EXERCISE MATERIALS
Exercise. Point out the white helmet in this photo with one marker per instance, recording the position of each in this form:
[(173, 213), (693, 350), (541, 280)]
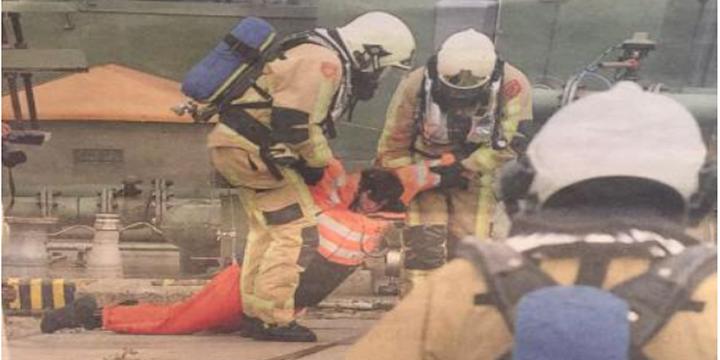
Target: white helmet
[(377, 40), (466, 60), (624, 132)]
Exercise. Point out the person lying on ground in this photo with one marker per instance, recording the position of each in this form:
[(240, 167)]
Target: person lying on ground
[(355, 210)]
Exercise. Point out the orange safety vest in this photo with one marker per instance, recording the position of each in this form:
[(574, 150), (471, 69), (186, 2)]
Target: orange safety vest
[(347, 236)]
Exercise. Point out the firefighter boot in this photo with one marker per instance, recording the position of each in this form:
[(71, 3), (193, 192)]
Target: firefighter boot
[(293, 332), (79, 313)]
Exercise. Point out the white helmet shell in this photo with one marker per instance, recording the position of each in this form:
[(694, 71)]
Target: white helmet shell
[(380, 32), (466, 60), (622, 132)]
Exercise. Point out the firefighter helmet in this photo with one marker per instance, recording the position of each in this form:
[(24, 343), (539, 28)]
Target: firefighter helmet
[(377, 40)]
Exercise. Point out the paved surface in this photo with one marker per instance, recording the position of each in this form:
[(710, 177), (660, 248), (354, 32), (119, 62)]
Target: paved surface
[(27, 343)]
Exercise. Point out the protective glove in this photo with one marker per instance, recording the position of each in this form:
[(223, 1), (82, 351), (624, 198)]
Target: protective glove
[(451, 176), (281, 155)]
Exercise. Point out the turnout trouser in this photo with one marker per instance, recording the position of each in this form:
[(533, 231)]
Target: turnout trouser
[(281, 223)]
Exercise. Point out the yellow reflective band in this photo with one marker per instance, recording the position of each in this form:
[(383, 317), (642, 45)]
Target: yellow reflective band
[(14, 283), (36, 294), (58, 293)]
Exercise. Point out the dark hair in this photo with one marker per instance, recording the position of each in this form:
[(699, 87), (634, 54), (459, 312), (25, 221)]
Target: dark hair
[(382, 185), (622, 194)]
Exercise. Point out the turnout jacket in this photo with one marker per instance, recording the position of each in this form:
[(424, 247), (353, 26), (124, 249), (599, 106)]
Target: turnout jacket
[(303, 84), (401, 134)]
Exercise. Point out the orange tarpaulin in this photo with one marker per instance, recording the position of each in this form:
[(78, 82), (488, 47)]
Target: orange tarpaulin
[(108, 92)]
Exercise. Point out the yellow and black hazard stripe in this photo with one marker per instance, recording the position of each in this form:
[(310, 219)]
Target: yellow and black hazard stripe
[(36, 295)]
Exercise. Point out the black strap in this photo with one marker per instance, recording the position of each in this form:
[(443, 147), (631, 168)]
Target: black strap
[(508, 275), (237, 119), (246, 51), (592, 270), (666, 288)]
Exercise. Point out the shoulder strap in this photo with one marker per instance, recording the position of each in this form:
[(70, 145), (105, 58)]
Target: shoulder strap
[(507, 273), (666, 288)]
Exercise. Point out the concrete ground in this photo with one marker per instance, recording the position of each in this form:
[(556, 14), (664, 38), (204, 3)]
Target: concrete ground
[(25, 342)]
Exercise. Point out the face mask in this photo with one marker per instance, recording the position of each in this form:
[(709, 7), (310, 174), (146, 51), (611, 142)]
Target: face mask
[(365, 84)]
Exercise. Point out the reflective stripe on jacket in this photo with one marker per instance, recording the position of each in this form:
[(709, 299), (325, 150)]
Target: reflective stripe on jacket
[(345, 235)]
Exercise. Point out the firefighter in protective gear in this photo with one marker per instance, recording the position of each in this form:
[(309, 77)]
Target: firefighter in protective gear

GOAL OF THE EXERCISE
Whenever the string "gear" turns up in a line of the data, copy that line.

REPLY
Exercise. Point out the firefighter in protective gear in this photo with one marker per instance, recording the position of each in this form:
Target: firefighter in protective gear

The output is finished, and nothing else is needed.